British mathematician

Colva Mary Roney-Dougal is a British mathematician specializing in group theory and computational algebra. She is Professor of Pure Mathematics at the University of St Andrews, and the Director of the Centre for Interdisciplinary Research in Computational Algebra at St Andrews. She is also known for her popularization of mathematics on BBC radio shows, including appearances on In Our Time about the mathematics of Emmy Noether and Pierre-Simon Laplace and on The Infinite Monkey Cage about the nature of infinity and numbers in the real world.

==Education==
Roney-Dougal completed her PhD at the University of London in 2001. Her dissertation, Permutation Groups with a Unique Non-diagonal Self-paired Orbital, was supervised by Peter Cameron.

==Book==
With John Bray and Derek Holt, Roney-Dougal is the co-author of the book The Maximal Subgroups of the Low-Dimensional Finite Classical Groups (London Mathematical Society and Cambridge University Press, 2013).

==Recognition==
In 2015 she was given the inaugural Cheryl E. Praeger Visiting Research Fellowship, funding her to visit the University of Western Australia.

Roney-Dougal was appointed Officer of the Order of the British Empire (OBE) in the 2024 New Year Honours for services to education and mathematics.

# # # #

Task set:
**a)** According to the biography above, who supervised Roney-Dougal's PhD dissertation?
**b)** Can you rewrite the biography's passage starting with "Colva Mary Roney-Dougal" and going on through "by Peter Cameron.", with "radio programs" in place of "radio shows"?

# # # #

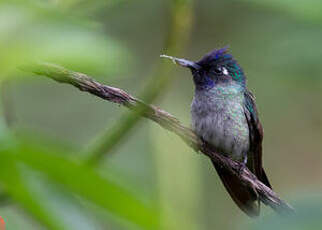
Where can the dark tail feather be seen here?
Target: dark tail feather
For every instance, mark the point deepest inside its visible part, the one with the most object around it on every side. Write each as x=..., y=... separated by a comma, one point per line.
x=245, y=198
x=264, y=179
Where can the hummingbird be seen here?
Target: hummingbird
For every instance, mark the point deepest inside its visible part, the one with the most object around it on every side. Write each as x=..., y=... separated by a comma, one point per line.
x=224, y=115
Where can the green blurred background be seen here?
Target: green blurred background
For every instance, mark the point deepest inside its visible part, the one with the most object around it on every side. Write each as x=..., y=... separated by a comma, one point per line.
x=150, y=179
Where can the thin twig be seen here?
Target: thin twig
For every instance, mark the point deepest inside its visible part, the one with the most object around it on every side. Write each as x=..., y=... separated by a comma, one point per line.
x=165, y=120
x=175, y=40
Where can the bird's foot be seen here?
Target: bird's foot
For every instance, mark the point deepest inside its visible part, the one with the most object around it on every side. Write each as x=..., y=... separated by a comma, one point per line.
x=242, y=165
x=241, y=168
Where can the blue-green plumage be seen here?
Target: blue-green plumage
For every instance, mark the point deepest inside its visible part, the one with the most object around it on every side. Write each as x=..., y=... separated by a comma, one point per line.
x=224, y=115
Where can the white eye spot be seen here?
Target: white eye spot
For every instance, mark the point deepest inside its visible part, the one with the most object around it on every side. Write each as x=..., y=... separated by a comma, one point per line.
x=225, y=71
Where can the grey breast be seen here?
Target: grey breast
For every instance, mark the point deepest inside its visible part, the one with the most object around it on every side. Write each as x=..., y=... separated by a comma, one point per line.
x=218, y=117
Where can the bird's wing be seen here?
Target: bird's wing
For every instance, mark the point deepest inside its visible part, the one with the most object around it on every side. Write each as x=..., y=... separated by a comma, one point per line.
x=254, y=162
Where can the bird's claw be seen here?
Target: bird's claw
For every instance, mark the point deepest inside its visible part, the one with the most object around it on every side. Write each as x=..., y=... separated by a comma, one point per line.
x=241, y=168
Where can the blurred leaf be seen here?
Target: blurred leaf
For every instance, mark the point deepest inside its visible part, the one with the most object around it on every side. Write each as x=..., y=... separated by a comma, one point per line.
x=308, y=216
x=81, y=180
x=31, y=33
x=12, y=179
x=307, y=10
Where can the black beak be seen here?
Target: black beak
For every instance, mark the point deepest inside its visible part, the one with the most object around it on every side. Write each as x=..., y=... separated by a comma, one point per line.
x=183, y=62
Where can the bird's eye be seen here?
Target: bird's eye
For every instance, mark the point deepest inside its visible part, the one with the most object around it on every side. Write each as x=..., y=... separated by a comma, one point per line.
x=218, y=70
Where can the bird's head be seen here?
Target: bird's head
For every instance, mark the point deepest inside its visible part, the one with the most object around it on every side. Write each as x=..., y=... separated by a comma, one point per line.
x=216, y=67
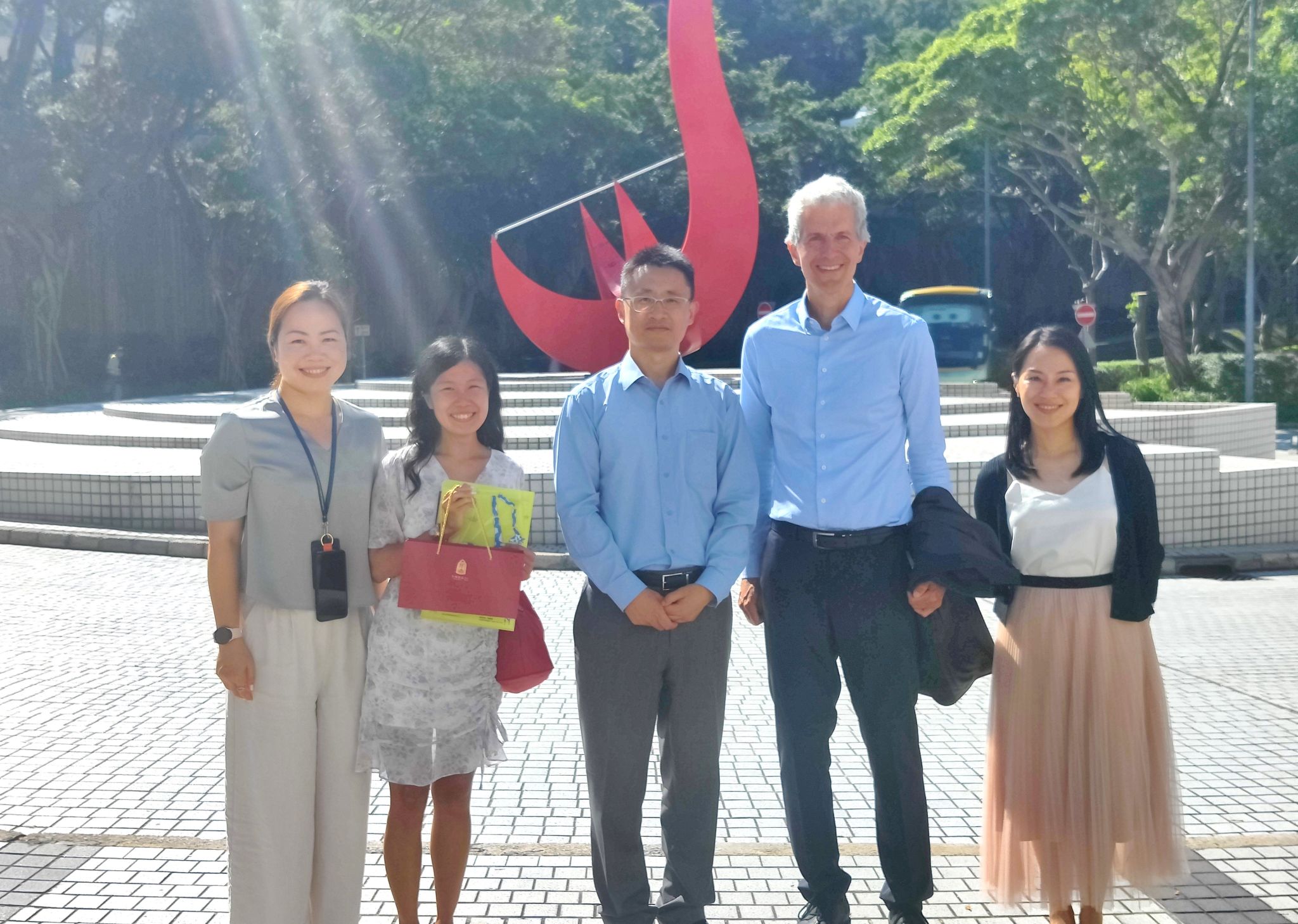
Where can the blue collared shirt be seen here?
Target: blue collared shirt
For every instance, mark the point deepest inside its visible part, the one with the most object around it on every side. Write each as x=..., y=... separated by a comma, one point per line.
x=831, y=413
x=655, y=480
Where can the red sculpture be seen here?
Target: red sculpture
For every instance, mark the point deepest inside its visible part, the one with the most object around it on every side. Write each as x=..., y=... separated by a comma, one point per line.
x=723, y=215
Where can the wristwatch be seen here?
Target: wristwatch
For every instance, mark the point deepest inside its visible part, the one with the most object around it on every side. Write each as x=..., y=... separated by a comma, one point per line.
x=225, y=634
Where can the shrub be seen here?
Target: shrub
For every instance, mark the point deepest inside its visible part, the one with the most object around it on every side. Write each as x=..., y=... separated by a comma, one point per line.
x=1150, y=388
x=1219, y=376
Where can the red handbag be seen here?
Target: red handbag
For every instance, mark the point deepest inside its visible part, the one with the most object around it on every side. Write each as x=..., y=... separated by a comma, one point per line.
x=468, y=584
x=522, y=658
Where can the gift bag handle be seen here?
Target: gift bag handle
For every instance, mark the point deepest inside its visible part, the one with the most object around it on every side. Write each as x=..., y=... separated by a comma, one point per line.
x=446, y=514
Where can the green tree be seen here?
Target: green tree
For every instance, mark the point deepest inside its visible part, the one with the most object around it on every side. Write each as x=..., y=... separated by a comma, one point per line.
x=1119, y=122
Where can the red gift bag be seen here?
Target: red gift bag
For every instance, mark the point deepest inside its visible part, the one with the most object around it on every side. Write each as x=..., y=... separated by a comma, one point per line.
x=461, y=579
x=522, y=658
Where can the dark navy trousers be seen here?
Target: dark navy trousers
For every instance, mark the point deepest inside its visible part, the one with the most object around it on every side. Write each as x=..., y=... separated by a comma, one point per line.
x=847, y=605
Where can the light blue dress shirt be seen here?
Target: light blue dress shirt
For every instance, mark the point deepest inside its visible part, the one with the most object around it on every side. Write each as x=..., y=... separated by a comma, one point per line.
x=655, y=480
x=831, y=413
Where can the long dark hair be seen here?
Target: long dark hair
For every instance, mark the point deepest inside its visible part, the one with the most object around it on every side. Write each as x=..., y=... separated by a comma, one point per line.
x=437, y=359
x=1089, y=420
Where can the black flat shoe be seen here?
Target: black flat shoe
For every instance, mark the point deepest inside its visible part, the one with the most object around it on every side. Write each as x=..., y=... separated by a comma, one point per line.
x=837, y=911
x=906, y=916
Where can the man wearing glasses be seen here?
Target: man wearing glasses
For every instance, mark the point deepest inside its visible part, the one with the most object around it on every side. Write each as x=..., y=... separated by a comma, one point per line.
x=656, y=488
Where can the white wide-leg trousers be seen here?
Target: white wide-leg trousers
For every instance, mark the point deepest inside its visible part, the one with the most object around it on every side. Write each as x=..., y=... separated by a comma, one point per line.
x=296, y=809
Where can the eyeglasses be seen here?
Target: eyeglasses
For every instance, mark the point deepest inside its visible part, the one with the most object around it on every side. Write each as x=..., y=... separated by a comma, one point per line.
x=641, y=303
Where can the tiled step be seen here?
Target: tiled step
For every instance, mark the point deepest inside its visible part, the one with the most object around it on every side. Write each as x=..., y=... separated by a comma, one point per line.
x=181, y=412
x=1237, y=430
x=95, y=428
x=1204, y=499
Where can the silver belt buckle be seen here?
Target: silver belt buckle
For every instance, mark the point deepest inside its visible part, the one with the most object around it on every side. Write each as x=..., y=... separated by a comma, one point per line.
x=674, y=574
x=817, y=535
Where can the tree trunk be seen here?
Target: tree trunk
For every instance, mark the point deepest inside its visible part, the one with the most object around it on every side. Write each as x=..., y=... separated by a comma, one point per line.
x=1140, y=330
x=1171, y=329
x=30, y=18
x=63, y=60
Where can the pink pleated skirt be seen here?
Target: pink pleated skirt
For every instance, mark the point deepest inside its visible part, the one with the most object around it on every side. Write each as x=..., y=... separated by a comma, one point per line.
x=1080, y=775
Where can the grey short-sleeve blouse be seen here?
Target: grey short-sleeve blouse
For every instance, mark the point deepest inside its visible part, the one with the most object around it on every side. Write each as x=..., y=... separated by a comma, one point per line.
x=255, y=469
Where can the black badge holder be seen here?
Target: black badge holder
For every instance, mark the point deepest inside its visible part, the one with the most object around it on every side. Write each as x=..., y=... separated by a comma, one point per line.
x=329, y=561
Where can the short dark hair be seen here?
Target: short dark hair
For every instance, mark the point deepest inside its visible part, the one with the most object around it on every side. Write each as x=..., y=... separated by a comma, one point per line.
x=660, y=255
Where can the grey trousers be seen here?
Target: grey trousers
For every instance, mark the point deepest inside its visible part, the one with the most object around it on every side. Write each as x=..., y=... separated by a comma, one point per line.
x=631, y=679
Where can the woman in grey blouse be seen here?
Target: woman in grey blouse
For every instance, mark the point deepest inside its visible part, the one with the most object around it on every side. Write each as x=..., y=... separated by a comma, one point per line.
x=295, y=806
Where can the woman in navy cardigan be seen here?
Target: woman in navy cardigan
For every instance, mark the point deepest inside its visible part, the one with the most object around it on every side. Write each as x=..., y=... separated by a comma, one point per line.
x=1080, y=778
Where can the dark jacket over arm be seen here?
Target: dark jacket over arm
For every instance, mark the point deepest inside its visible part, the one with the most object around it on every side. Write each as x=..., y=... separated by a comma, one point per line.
x=953, y=549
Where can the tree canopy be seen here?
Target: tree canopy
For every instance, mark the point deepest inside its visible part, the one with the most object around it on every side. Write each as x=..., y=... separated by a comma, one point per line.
x=167, y=167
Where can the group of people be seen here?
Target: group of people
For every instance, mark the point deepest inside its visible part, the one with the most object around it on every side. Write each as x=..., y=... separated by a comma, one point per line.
x=670, y=487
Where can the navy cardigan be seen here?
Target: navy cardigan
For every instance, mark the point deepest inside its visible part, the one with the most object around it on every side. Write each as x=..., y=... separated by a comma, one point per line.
x=1140, y=553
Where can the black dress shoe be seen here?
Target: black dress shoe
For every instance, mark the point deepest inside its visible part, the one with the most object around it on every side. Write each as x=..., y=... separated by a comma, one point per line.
x=906, y=916
x=830, y=911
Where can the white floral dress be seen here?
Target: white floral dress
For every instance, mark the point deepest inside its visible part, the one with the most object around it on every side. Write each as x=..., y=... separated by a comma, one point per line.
x=431, y=698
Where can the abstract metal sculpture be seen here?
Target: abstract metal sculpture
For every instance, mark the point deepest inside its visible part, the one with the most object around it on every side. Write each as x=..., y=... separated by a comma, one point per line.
x=721, y=238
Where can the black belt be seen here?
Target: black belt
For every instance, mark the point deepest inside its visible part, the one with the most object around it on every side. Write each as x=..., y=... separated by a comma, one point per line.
x=1069, y=583
x=664, y=582
x=837, y=539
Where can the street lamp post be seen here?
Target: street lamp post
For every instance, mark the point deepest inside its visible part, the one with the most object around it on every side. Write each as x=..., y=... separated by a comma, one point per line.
x=1250, y=283
x=987, y=214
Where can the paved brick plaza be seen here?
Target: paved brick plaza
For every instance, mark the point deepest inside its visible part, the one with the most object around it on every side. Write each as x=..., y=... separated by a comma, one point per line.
x=112, y=728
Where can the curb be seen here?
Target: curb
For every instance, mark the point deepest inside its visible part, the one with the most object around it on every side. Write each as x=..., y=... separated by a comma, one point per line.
x=174, y=546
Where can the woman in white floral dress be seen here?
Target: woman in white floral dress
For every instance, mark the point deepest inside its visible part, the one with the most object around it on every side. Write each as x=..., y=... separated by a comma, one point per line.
x=428, y=718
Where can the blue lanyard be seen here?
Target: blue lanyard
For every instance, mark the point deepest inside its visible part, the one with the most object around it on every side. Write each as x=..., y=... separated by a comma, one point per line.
x=325, y=497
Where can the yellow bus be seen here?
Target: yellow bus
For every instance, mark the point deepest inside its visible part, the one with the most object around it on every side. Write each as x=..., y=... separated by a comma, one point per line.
x=961, y=319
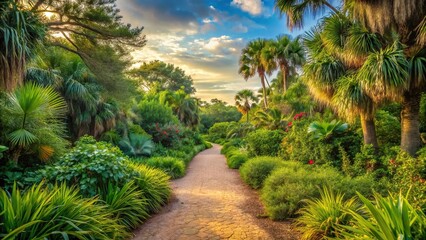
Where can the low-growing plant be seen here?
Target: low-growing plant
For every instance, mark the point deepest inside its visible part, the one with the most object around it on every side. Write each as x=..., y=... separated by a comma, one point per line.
x=285, y=188
x=321, y=218
x=174, y=167
x=127, y=204
x=59, y=212
x=256, y=170
x=264, y=142
x=387, y=218
x=154, y=184
x=236, y=160
x=90, y=165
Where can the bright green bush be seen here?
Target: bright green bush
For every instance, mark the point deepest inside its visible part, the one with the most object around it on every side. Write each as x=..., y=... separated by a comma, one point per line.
x=90, y=165
x=127, y=204
x=154, y=184
x=55, y=213
x=219, y=131
x=256, y=170
x=409, y=173
x=264, y=142
x=236, y=160
x=321, y=218
x=150, y=113
x=299, y=145
x=174, y=167
x=387, y=218
x=285, y=188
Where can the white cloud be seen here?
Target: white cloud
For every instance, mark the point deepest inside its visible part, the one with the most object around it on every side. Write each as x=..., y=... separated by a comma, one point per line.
x=220, y=45
x=254, y=7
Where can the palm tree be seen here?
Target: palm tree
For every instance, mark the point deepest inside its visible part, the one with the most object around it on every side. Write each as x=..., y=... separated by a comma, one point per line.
x=20, y=32
x=32, y=117
x=405, y=79
x=253, y=62
x=287, y=53
x=335, y=53
x=296, y=10
x=245, y=100
x=185, y=107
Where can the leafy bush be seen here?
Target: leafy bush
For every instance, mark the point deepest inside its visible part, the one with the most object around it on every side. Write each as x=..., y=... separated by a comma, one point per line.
x=174, y=167
x=219, y=131
x=90, y=165
x=325, y=130
x=154, y=184
x=236, y=160
x=321, y=218
x=264, y=142
x=127, y=204
x=299, y=145
x=256, y=170
x=149, y=113
x=56, y=213
x=387, y=218
x=409, y=173
x=388, y=129
x=136, y=145
x=285, y=188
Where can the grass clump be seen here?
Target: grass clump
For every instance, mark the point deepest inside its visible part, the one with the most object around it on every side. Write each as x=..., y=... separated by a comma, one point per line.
x=174, y=167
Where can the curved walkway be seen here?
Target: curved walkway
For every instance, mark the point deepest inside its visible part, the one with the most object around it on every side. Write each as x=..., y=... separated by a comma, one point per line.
x=211, y=202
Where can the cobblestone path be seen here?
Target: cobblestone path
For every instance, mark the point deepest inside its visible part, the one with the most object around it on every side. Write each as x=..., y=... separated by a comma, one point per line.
x=209, y=203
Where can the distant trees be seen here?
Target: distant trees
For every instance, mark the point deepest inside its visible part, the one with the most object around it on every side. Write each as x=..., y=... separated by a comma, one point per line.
x=218, y=111
x=86, y=26
x=245, y=100
x=159, y=76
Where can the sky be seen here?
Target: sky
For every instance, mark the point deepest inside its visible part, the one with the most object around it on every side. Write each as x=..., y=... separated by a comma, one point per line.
x=204, y=38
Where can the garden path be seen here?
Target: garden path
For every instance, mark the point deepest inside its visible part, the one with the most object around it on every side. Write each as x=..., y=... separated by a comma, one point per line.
x=212, y=202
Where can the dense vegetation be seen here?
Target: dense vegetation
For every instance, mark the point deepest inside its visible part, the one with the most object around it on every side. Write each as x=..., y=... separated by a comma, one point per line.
x=87, y=143
x=336, y=140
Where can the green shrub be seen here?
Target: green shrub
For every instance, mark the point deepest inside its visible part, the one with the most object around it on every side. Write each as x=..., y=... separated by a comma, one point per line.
x=285, y=188
x=127, y=204
x=56, y=213
x=150, y=113
x=174, y=167
x=387, y=218
x=264, y=142
x=219, y=131
x=321, y=218
x=256, y=170
x=90, y=165
x=154, y=184
x=236, y=160
x=299, y=145
x=409, y=173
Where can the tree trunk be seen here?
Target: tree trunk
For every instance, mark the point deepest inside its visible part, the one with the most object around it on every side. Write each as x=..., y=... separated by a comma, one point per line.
x=265, y=101
x=285, y=73
x=410, y=124
x=369, y=131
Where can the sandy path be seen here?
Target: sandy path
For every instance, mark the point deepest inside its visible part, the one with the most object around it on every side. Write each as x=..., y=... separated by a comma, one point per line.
x=212, y=202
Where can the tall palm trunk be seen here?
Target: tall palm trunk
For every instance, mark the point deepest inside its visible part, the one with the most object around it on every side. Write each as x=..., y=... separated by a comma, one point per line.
x=265, y=101
x=410, y=124
x=369, y=131
x=285, y=73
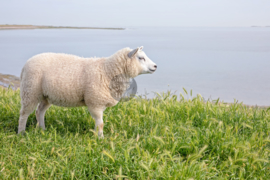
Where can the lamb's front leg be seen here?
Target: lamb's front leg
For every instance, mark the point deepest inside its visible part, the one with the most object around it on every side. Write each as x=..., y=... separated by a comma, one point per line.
x=97, y=114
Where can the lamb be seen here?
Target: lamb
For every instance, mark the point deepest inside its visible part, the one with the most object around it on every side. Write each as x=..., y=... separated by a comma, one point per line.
x=72, y=81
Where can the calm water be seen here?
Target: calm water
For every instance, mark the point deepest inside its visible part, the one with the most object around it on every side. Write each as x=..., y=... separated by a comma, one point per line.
x=225, y=63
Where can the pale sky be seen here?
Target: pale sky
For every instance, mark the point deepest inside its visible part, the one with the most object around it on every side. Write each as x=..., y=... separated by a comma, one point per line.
x=127, y=13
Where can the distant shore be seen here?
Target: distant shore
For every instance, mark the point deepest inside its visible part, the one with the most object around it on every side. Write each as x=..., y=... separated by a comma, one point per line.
x=14, y=27
x=7, y=80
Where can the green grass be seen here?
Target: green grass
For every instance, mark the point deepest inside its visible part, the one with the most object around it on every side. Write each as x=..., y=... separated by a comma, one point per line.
x=161, y=138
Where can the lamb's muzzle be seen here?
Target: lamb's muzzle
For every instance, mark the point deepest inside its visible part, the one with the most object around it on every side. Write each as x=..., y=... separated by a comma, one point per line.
x=72, y=81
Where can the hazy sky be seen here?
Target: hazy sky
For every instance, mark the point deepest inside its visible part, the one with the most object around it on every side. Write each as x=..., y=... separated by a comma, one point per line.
x=127, y=13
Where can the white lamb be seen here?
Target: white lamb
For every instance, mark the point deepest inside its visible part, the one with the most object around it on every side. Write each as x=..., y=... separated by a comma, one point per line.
x=72, y=81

# # # #

Task-by-task solutions:
**a)** Peter Cameron supervised it.

**b)**
Colva Mary Roney-Dougal is a British mathematician specializing in group theory and computational algebra. She is Professor of Pure Mathematics at the University of St Andrews, and the Director of the Centre for Interdisciplinary Research in Computational Algebra at St Andrews. She is also known for her popularization of mathematics on BBC radio programs, including appearances on In Our Time about the mathematics of Emmy Noether and Pierre-Simon Laplace and on The Infinite Monkey Cage about the nature of infinity and numbers in the real world.

==Education==
Roney-Dougal completed her PhD at the University of London in 2001. Her dissertation, Permutation Groups with a Unique Non-diagonal Self-paired Orbital, was supervised by Peter Cameron.